(Excerpts from a point labeling dataset)
[start]

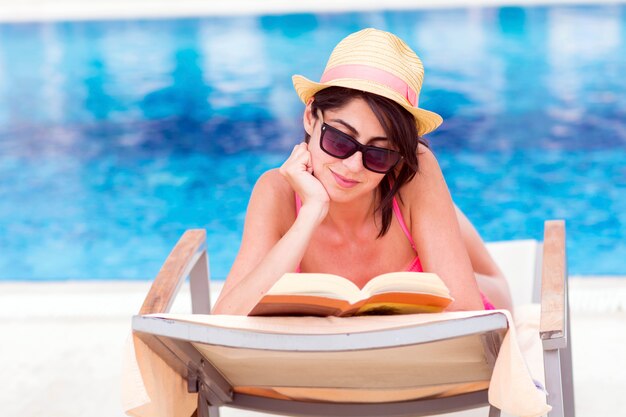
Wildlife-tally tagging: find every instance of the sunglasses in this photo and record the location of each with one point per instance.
(341, 145)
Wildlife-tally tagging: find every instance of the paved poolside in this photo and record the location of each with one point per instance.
(62, 346)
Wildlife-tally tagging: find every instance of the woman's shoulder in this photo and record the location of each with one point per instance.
(275, 196)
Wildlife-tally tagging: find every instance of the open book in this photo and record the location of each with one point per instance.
(310, 294)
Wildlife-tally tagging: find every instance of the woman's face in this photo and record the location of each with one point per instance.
(346, 179)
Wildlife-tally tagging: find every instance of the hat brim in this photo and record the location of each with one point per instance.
(426, 121)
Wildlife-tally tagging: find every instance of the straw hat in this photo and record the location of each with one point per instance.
(377, 62)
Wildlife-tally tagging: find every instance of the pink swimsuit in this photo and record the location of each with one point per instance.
(415, 265)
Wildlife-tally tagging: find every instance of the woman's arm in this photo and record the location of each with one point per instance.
(267, 251)
(274, 240)
(490, 278)
(437, 235)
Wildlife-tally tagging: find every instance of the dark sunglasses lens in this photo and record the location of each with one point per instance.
(336, 144)
(381, 160)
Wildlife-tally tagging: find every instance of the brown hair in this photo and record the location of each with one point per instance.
(399, 126)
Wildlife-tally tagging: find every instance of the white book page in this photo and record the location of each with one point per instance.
(323, 285)
(422, 282)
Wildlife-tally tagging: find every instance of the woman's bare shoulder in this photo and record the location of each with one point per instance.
(272, 195)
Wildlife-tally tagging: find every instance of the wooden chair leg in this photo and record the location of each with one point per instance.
(493, 411)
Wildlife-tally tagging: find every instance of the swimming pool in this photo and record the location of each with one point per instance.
(117, 136)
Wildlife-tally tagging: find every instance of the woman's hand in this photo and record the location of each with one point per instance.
(298, 171)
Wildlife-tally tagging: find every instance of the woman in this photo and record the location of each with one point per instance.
(363, 194)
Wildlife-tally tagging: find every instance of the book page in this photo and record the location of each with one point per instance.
(322, 285)
(419, 282)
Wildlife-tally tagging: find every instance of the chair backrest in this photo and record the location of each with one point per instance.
(520, 261)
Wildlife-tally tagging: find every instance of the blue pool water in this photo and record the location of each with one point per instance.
(115, 137)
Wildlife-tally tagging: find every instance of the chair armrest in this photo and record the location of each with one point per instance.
(554, 310)
(189, 249)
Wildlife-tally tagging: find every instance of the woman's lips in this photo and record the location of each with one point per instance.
(343, 181)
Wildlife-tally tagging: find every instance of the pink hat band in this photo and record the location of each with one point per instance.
(368, 73)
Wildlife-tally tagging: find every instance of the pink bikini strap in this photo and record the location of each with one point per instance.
(405, 229)
(298, 203)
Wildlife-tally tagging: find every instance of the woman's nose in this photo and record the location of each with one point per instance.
(355, 162)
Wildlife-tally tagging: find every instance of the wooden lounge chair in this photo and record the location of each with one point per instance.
(410, 365)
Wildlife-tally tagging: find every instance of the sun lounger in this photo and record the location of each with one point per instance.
(407, 365)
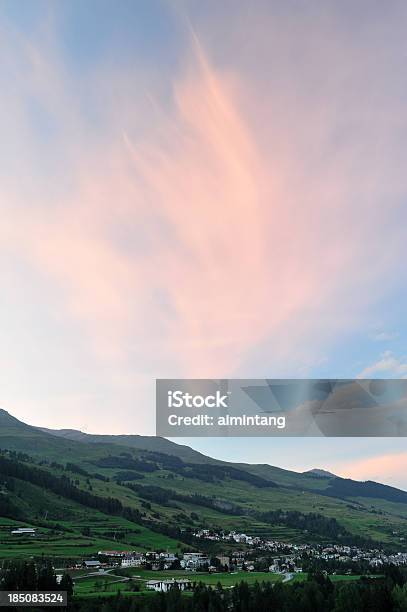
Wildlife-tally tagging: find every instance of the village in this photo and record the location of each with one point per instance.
(245, 553)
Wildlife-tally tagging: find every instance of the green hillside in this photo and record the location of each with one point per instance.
(86, 493)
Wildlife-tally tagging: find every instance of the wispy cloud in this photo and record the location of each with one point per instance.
(220, 221)
(384, 336)
(388, 364)
(388, 468)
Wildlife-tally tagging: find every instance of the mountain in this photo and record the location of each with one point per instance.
(89, 492)
(320, 473)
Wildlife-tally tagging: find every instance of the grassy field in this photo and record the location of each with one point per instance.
(109, 584)
(67, 529)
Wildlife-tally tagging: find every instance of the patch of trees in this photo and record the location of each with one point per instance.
(126, 463)
(315, 594)
(344, 487)
(62, 485)
(163, 497)
(207, 472)
(314, 523)
(128, 475)
(30, 576)
(76, 469)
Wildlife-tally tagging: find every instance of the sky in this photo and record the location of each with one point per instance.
(206, 190)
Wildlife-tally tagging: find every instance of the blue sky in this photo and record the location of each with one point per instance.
(201, 189)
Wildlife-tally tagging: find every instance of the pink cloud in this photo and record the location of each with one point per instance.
(206, 233)
(389, 468)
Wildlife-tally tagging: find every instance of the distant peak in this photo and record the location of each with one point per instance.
(320, 473)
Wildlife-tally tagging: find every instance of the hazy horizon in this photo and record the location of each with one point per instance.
(208, 190)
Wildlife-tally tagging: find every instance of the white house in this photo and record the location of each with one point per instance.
(163, 586)
(23, 531)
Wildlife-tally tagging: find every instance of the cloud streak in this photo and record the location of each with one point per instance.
(227, 221)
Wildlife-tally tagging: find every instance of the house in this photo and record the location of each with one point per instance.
(24, 531)
(92, 564)
(223, 560)
(194, 561)
(132, 560)
(163, 586)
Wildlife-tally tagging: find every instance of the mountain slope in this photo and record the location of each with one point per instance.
(174, 489)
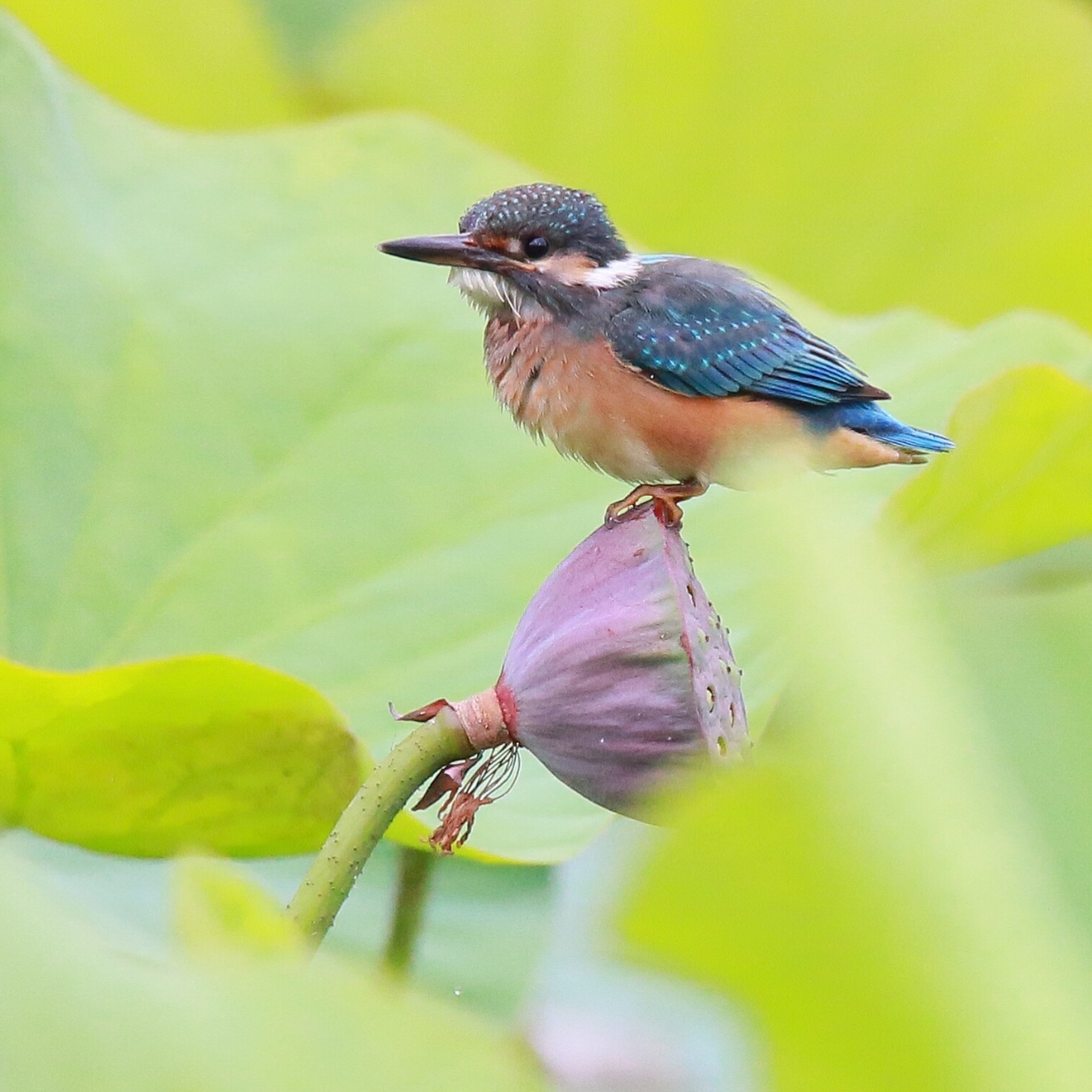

[end]

DIRECTIVE: Express the lines of the records above as a numbered list, leaving out blank lines and the pictures.

THE COMPLETED TASK:
1. Wildlife-tally tagging: find every instance of the sunglasses in this photo and record the location of each with one point per instance.
2. (341, 145)
3. Wildlife-tally tagging: find every instance of the paved poolside in this photo and record the location of each with one point per instance.
4. (62, 346)
5. Wildlife-tally tagging: find every instance of the woman's shoulder in this photo and record the location of each with one point per instance.
6. (275, 196)
7. Wildlife-tally tagging: find every instance of the open book in this photo and record the location of each with one point per instance.
8. (310, 294)
9. Wildlife-tally tagging: find every instance of the woman's face in this photo and record the location of each with one point per instance.
10. (346, 179)
11. Wildlife-tally tagging: find every instance of the hat brim in this photo and record the location of each with one point per instance.
12. (426, 121)
13. Wildlife-tally tagging: find every instance of the straw hat in this photo and record the location of each with one point per instance.
14. (377, 62)
15. Wildlife-tally tagging: find every instance of the pink swimsuit in this photo and record the location of each with one point per instance.
16. (415, 265)
17. Wildlife-tally tagging: find every instance of the woman's arm in this photo and record the location of each with one point per instance.
18. (267, 251)
19. (274, 240)
20. (490, 278)
21. (437, 235)
22. Wildlife-tally tagging: find every instance of the dark sunglasses lens in this photo and record the location of each with one point per instance.
23. (336, 144)
24. (381, 160)
25. Wildlife-tally tagging: find every instance of the brown hair in this photo and record the location of each with one point per instance.
26. (399, 126)
27. Wildlife-tally tagging: find every instance of the white book page in this photo and record the location of each with one point per instance.
28. (323, 285)
29. (422, 282)
30. Wildlife-tally tagging: find every instance of the woman's bare shoulder in this photo and record the location of each with one point per instance.
31. (272, 195)
32. Wildlife-tally tagging: find every instance of the wooden chair leg in this photo and record the location of each with one point per instance.
33. (493, 411)
34. Wildlife-tally tagging: find every instance of the swimming pool in this photo and record the location of each with one point per instance.
35. (117, 136)
36. Wildlife-tally tagging: find every instance of the woman's hand in this photo and record the location of each with one point per instance.
37. (298, 171)
38. Wildlife-tally tagging: find every instance of the woman in this photo and record the location of each with one point per instance.
39. (363, 194)
40. Wildlife-tally tagging: find every instance of the book page in this photo and record the location of each with one point per instance.
41. (322, 285)
42. (419, 282)
43. Wildlife-tally tagging: find every instance of the chair backrest in this photo and record the location of each with one point per instance.
44. (520, 261)
45. Wildlife-tally tagging: find every instance of the blue pool water in this photo and record the location of each with one point per instance.
46. (115, 137)
47. Wildlife-tally tagging: find every instance of the chair armrest in this photo and record the location of each with one point per instance.
48. (554, 310)
49. (189, 249)
50. Wildlife-tally tagging: find every instance of the woman's lips in this photo and record the location of each with one point per instance.
51. (343, 181)
52. Wildlife-tally tagging: find every instance of the pink hat band in this photo and record the location of each with one point per instance.
53. (368, 73)
54. Wildlife-tally tagging: find every instance of the pink bikini strap in this photo and record the location of each with one point per instance.
55. (405, 229)
56. (298, 203)
57. Wildlife-tally tagging: find every instance of the woman's nose in this photo and record the location of each with one point per instance.
58. (355, 162)
59. Wildlife-tally tagging: find every instance of the wooden lounge chair in this photo and record the location of each with one point per instance.
60. (410, 365)
61. Wildlife-tally tagging: find every instance of the sun lounger in this photo and record the location of each with one point per instance.
62. (407, 365)
63. Wildlife-tally tagging: find every instance of the village in this photo and record the location of each with one point per instance.
64. (245, 553)
65. Wildlife-tally tagging: find every instance of the green hillside in this photo and record the location of each with one point per instance.
66. (86, 493)
67. Wildlife-tally tagging: find every instance of the wispy cloud in this photo and record the location of each with one point per instance.
68. (220, 221)
69. (384, 336)
70. (388, 364)
71. (388, 468)
72. Wildlife-tally tagging: find every instance of the mountain in this photo and record the location of each with one point per instance.
73. (89, 492)
74. (320, 473)
75. Wildlife-tally tagging: find every instance of the grassy field in this photo and record the location of each with one point per instance.
76. (109, 584)
77. (67, 529)
78. Wildlife-tally tagging: find every instance of the patch of trees in this photo and record the location of each with one point per instance.
79. (126, 463)
80. (315, 594)
81. (344, 487)
82. (62, 485)
83. (163, 497)
84. (207, 472)
85. (314, 523)
86. (128, 475)
87. (30, 576)
88. (76, 469)
89. Wildlife-tally tagging: find every instance of the sky in this photo and record the location of each with one point per instance.
90. (206, 190)
91. Wildlife-tally tagging: find every instance of the blue sky in this photo and record the location of each with one point per instance.
92. (201, 189)
93. Wildlife-tally tagging: find every instance of the pink cloud in this photo and record the location of each with one point per instance.
94. (206, 233)
95. (389, 468)
96. Wildlife-tally tagging: find every instance of the distant peak in this photo and record the location of each with one point per instance.
97. (320, 473)
98. Wildlife-tally tagging: find every instance of the hazy horizon in this photo and record the location of each with one point per instance.
99. (208, 190)
100. Wildlife-tally tagging: find every instance of the white house in this photo and record the location of each with one point per instance.
101. (163, 586)
102. (23, 531)
103. Wildlife-tally tagging: find every instance of the cloud streak in this photo and record the location of each with one point per instance.
104. (227, 221)
105. Wildlife-tally tagging: find every instance of the house in this photo and record the location of each with one point per instance.
106. (24, 531)
107. (92, 564)
108. (223, 560)
109. (194, 561)
110. (132, 560)
111. (163, 586)
112. Wildlife-tally tagging: find every instance of the mountain slope in this photo and record the location of each with one point per instance.
113. (174, 489)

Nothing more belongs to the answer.